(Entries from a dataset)
━━━━━━━━━━━━━━━━━━━━

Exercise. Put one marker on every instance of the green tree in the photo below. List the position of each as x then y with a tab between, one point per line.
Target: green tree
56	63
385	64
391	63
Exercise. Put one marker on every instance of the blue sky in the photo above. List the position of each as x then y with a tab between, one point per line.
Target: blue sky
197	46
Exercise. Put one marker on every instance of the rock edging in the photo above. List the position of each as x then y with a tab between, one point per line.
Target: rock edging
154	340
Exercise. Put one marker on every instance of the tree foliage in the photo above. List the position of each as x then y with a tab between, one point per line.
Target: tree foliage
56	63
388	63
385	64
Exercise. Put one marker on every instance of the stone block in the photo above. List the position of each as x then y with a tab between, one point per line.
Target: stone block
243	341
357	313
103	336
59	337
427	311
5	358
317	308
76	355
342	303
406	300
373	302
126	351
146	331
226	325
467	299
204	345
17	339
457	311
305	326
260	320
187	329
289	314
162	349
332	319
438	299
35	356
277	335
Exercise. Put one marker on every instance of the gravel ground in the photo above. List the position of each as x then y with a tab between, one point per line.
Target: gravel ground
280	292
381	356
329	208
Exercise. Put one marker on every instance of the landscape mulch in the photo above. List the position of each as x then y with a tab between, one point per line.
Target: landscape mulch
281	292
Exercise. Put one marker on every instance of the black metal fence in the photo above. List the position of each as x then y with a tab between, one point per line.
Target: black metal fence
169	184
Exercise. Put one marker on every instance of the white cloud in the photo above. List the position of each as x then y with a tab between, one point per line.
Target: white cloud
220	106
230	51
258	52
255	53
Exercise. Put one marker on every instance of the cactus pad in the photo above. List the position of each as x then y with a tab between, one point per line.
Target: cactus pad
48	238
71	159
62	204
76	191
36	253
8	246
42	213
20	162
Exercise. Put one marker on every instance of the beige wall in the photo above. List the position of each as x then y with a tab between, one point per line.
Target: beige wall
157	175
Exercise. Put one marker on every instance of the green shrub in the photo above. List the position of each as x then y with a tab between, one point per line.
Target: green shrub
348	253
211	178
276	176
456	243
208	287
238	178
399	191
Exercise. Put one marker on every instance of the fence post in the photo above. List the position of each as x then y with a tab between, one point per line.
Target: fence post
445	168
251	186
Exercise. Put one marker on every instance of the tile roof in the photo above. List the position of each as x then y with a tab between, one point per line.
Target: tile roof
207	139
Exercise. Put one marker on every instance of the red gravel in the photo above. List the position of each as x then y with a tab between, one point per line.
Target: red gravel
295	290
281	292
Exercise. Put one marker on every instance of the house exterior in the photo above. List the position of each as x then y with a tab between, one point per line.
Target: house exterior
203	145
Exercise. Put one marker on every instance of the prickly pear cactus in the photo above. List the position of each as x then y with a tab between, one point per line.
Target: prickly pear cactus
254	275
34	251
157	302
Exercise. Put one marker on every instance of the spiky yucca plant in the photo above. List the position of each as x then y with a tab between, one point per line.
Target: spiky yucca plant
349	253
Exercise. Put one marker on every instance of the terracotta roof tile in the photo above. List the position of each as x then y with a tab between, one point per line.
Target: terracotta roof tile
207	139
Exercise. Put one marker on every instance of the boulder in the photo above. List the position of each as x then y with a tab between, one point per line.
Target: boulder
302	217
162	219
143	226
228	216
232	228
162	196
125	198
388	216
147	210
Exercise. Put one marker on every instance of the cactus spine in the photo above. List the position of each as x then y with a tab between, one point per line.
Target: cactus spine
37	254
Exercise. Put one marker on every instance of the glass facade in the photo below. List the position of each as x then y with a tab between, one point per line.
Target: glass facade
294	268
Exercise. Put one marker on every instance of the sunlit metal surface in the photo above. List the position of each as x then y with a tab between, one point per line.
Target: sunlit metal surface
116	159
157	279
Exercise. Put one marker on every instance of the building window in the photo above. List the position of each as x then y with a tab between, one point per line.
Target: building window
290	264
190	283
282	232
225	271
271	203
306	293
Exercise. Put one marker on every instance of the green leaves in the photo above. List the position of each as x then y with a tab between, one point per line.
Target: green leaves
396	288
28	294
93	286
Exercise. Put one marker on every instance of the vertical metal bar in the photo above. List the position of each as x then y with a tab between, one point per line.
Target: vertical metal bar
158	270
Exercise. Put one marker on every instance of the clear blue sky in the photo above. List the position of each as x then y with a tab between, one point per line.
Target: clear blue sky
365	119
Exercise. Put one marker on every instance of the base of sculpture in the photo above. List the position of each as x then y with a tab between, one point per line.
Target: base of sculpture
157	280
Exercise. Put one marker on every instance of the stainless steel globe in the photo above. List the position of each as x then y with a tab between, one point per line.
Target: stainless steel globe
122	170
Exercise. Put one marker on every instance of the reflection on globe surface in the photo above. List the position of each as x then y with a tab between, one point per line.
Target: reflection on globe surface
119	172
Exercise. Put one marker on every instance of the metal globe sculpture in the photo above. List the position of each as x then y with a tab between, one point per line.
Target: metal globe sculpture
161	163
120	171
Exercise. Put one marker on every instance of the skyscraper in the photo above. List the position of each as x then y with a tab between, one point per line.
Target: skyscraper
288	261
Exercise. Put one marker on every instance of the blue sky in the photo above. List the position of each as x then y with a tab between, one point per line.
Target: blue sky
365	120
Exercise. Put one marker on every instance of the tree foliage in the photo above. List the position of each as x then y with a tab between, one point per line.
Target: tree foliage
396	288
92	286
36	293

━━━━━━━━━━━━━━━━━━━━

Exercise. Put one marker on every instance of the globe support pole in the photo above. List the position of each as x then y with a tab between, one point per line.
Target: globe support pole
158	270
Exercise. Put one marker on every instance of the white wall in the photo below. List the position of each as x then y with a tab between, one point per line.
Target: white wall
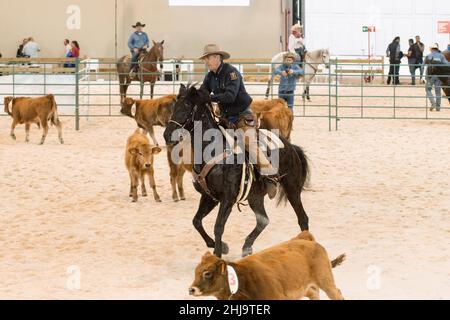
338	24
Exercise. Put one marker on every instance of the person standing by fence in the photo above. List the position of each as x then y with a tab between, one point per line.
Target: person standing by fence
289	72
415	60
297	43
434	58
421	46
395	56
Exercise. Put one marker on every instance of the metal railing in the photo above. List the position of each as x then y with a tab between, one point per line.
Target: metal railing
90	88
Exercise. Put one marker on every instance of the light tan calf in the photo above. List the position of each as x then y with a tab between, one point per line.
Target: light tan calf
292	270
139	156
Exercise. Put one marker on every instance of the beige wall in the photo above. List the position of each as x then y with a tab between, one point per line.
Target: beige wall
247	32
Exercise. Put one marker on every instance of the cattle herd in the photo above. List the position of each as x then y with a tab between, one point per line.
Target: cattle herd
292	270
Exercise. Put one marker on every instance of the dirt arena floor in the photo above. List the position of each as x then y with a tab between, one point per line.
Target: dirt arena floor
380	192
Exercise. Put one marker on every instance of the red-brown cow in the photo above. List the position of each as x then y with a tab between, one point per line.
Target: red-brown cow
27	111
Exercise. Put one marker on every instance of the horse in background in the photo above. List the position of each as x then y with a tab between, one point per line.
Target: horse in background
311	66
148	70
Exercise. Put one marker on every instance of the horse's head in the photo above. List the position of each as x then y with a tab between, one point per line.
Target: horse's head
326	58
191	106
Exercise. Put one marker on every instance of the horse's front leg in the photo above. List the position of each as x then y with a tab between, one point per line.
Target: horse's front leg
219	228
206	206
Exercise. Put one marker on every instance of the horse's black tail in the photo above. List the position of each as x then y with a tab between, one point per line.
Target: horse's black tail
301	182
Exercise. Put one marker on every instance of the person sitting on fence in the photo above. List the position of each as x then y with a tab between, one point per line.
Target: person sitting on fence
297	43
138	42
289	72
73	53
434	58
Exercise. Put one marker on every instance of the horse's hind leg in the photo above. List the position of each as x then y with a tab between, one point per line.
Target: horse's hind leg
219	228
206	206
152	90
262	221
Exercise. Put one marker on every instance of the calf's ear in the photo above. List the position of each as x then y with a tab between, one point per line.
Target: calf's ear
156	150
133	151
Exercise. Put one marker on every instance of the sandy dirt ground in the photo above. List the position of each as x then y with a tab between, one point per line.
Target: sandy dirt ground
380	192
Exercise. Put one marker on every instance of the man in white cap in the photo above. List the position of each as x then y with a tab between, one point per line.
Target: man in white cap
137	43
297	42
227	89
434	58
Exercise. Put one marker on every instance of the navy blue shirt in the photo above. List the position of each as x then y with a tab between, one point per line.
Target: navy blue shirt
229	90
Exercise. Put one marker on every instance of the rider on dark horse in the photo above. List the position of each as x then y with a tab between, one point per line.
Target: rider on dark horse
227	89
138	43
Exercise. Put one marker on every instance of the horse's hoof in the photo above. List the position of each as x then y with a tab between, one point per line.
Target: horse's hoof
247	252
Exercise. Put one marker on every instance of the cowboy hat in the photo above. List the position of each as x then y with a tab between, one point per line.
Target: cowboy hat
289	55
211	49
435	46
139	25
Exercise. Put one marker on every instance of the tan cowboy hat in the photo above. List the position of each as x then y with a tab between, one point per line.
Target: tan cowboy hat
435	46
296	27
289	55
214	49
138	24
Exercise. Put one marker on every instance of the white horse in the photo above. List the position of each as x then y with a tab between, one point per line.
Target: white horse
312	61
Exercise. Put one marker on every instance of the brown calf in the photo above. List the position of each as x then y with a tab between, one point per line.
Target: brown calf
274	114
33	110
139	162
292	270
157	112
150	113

━━━━━━━━━━━━━━━━━━━━

» DIRECTIONS
Count the lines in the rows that contain the string "pear", treating uppercase and lowercase as different. Give only the number.

» EXPECTED ANSWER
2